(TASK ITEM)
Look over the lines below. Report each one that includes the string "area".

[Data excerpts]
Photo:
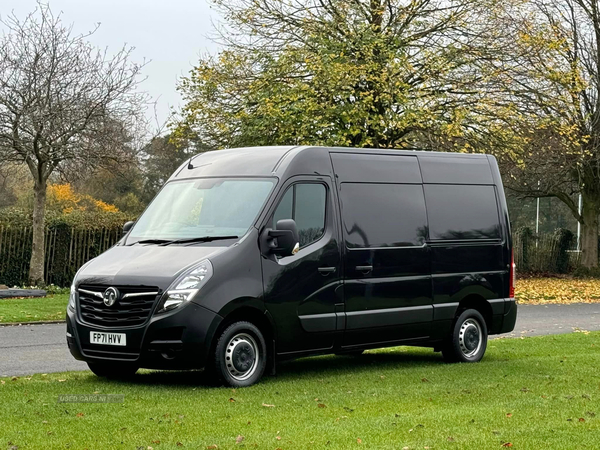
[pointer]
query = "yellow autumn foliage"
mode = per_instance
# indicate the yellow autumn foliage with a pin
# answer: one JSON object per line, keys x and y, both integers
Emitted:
{"x": 539, "y": 291}
{"x": 62, "y": 197}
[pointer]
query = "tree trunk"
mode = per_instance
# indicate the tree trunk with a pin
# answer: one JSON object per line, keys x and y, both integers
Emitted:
{"x": 38, "y": 250}
{"x": 589, "y": 230}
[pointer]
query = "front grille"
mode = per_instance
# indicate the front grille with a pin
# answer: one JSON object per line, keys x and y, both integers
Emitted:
{"x": 133, "y": 307}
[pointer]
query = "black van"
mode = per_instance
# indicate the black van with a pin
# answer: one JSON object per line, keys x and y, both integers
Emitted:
{"x": 248, "y": 256}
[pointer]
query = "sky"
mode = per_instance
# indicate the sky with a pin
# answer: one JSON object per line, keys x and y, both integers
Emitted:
{"x": 171, "y": 34}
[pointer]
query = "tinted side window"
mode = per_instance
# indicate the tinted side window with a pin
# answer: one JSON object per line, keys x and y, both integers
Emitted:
{"x": 462, "y": 212}
{"x": 306, "y": 204}
{"x": 383, "y": 215}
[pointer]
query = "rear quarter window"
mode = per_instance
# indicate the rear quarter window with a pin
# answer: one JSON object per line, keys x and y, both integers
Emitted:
{"x": 458, "y": 212}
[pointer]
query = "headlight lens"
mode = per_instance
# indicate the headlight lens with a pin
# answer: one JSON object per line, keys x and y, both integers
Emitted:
{"x": 186, "y": 287}
{"x": 72, "y": 297}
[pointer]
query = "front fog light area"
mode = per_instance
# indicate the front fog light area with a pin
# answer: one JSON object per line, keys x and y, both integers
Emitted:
{"x": 186, "y": 287}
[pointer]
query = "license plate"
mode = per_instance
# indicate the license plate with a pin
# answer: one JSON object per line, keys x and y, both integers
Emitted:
{"x": 97, "y": 337}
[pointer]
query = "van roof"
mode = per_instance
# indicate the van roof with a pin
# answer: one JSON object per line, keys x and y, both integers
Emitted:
{"x": 274, "y": 160}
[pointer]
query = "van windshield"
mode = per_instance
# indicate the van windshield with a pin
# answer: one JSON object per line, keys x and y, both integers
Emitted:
{"x": 204, "y": 207}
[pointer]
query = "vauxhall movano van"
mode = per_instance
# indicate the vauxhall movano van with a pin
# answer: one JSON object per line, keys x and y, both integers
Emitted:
{"x": 253, "y": 255}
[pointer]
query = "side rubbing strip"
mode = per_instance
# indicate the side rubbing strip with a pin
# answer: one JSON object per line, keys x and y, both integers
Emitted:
{"x": 318, "y": 323}
{"x": 388, "y": 317}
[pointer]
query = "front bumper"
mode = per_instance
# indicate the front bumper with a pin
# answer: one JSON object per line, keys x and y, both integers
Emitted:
{"x": 177, "y": 340}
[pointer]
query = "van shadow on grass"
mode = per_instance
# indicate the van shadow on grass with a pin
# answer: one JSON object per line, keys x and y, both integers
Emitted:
{"x": 318, "y": 367}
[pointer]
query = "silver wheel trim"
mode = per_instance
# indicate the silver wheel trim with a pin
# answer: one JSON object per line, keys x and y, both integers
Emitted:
{"x": 466, "y": 325}
{"x": 234, "y": 342}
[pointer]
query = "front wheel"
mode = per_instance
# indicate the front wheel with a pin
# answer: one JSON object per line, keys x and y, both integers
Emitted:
{"x": 468, "y": 341}
{"x": 240, "y": 356}
{"x": 113, "y": 370}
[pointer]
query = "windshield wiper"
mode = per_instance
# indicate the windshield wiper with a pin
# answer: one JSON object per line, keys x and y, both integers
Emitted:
{"x": 151, "y": 241}
{"x": 197, "y": 239}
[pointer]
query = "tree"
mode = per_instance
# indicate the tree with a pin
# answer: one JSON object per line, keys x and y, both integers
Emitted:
{"x": 160, "y": 158}
{"x": 371, "y": 73}
{"x": 546, "y": 89}
{"x": 61, "y": 101}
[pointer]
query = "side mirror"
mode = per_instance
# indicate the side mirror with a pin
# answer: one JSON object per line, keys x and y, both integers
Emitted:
{"x": 284, "y": 240}
{"x": 127, "y": 226}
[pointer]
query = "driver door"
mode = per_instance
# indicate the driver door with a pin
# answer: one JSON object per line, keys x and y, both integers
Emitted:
{"x": 304, "y": 291}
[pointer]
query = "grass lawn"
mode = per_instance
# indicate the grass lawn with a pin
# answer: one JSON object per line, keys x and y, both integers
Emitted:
{"x": 33, "y": 309}
{"x": 531, "y": 393}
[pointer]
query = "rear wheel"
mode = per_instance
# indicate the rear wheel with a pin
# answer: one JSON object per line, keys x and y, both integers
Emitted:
{"x": 468, "y": 340}
{"x": 240, "y": 356}
{"x": 113, "y": 370}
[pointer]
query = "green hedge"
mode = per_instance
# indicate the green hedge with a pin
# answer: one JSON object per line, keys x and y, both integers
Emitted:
{"x": 545, "y": 252}
{"x": 71, "y": 240}
{"x": 67, "y": 249}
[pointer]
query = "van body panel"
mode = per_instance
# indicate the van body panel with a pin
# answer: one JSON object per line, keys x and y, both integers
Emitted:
{"x": 301, "y": 291}
{"x": 144, "y": 265}
{"x": 449, "y": 169}
{"x": 387, "y": 279}
{"x": 408, "y": 240}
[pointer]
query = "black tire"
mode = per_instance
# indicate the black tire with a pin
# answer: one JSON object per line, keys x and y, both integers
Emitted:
{"x": 468, "y": 340}
{"x": 113, "y": 370}
{"x": 240, "y": 356}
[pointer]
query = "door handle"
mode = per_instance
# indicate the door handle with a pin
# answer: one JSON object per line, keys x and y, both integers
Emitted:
{"x": 364, "y": 269}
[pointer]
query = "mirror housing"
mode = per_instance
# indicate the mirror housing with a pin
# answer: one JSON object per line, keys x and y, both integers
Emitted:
{"x": 127, "y": 226}
{"x": 284, "y": 239}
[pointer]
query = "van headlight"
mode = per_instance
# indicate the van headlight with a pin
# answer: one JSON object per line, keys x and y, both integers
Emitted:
{"x": 72, "y": 295}
{"x": 185, "y": 287}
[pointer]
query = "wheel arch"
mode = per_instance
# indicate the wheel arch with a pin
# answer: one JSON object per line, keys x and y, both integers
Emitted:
{"x": 253, "y": 312}
{"x": 478, "y": 303}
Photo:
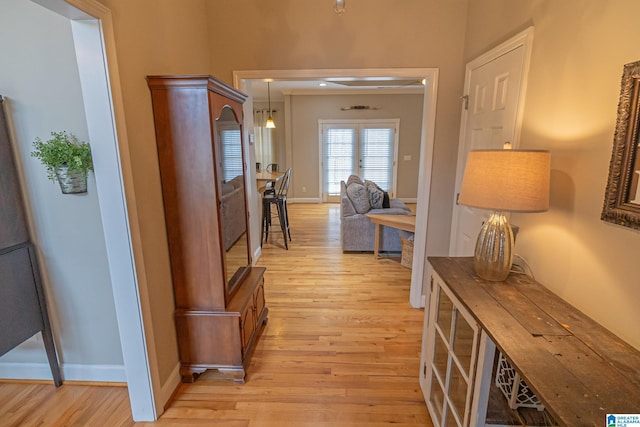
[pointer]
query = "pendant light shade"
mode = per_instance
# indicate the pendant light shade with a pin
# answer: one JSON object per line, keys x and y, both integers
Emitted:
{"x": 270, "y": 124}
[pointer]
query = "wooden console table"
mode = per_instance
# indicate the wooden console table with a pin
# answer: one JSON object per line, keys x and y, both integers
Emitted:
{"x": 401, "y": 222}
{"x": 578, "y": 370}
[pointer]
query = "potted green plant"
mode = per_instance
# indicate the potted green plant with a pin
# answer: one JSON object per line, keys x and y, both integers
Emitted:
{"x": 66, "y": 159}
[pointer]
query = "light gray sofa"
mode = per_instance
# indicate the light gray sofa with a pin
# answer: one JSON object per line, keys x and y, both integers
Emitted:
{"x": 357, "y": 232}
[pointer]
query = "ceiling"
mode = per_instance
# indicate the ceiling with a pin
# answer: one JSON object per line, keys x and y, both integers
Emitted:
{"x": 333, "y": 86}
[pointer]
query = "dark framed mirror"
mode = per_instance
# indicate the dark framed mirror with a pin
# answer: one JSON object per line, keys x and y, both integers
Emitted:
{"x": 622, "y": 197}
{"x": 232, "y": 198}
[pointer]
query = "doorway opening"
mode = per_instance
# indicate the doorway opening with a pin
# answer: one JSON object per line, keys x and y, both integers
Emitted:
{"x": 429, "y": 76}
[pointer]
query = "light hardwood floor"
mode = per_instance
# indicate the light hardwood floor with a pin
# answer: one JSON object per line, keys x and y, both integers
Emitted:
{"x": 341, "y": 348}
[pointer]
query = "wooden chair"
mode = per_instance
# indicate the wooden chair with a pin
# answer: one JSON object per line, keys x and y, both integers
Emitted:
{"x": 276, "y": 197}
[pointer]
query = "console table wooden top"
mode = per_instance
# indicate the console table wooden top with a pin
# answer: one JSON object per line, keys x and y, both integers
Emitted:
{"x": 576, "y": 367}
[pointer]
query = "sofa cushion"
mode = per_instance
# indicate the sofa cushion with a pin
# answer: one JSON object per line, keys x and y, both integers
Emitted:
{"x": 376, "y": 195}
{"x": 354, "y": 179}
{"x": 358, "y": 195}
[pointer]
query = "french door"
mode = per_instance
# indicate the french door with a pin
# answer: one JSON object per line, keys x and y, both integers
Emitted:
{"x": 367, "y": 148}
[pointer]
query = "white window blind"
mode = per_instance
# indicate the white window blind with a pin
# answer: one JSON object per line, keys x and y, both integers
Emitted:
{"x": 376, "y": 155}
{"x": 365, "y": 148}
{"x": 231, "y": 153}
{"x": 339, "y": 154}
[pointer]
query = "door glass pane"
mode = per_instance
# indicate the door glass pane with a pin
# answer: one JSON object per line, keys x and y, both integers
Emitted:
{"x": 451, "y": 421}
{"x": 440, "y": 358}
{"x": 376, "y": 156}
{"x": 436, "y": 399}
{"x": 457, "y": 390}
{"x": 339, "y": 154}
{"x": 463, "y": 342}
{"x": 445, "y": 310}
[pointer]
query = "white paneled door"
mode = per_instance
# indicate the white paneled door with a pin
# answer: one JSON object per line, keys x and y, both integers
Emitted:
{"x": 492, "y": 107}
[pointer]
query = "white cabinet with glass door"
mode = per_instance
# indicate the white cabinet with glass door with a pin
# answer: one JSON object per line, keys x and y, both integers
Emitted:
{"x": 367, "y": 148}
{"x": 449, "y": 357}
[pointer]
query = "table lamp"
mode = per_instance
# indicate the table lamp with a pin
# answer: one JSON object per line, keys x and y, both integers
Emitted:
{"x": 503, "y": 181}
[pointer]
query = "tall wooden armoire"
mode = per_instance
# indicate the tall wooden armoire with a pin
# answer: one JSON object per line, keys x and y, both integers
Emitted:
{"x": 220, "y": 304}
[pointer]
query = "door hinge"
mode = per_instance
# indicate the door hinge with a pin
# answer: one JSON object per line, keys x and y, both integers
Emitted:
{"x": 465, "y": 99}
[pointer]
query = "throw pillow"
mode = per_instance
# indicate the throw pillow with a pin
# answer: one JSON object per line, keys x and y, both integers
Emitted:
{"x": 376, "y": 195}
{"x": 359, "y": 197}
{"x": 354, "y": 179}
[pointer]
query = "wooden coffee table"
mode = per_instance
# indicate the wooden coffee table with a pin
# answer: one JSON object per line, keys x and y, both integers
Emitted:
{"x": 401, "y": 222}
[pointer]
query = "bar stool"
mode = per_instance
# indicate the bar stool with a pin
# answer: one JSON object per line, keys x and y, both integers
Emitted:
{"x": 279, "y": 198}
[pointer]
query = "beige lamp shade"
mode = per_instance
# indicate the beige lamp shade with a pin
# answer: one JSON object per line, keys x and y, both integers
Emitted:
{"x": 507, "y": 180}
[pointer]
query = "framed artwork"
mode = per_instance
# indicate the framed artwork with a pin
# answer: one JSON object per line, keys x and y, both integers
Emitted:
{"x": 622, "y": 197}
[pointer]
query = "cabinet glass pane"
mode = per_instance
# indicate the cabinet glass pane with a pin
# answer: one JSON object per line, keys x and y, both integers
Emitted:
{"x": 451, "y": 421}
{"x": 463, "y": 342}
{"x": 445, "y": 310}
{"x": 457, "y": 390}
{"x": 436, "y": 398}
{"x": 440, "y": 357}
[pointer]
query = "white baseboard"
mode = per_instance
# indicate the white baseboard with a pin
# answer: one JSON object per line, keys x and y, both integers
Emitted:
{"x": 70, "y": 372}
{"x": 169, "y": 387}
{"x": 308, "y": 200}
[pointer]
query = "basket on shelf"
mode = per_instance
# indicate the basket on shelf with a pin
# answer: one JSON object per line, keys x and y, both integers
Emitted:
{"x": 518, "y": 394}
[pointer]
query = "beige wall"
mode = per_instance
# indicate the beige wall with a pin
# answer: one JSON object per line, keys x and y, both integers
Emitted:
{"x": 39, "y": 79}
{"x": 155, "y": 37}
{"x": 283, "y": 34}
{"x": 211, "y": 37}
{"x": 579, "y": 49}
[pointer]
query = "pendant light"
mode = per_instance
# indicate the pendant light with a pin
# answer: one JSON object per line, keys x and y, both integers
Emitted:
{"x": 270, "y": 123}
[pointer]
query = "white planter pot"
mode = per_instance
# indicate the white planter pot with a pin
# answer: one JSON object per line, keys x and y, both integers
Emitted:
{"x": 71, "y": 182}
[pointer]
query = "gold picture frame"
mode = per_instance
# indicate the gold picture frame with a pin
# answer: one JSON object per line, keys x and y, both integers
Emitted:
{"x": 622, "y": 196}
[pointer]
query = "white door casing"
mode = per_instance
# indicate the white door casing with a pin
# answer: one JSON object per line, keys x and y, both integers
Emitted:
{"x": 495, "y": 85}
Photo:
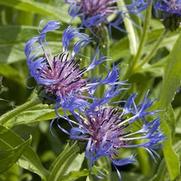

(THE ANSWER)
query = "front fog light area"
# indicate the front fog light area with a pin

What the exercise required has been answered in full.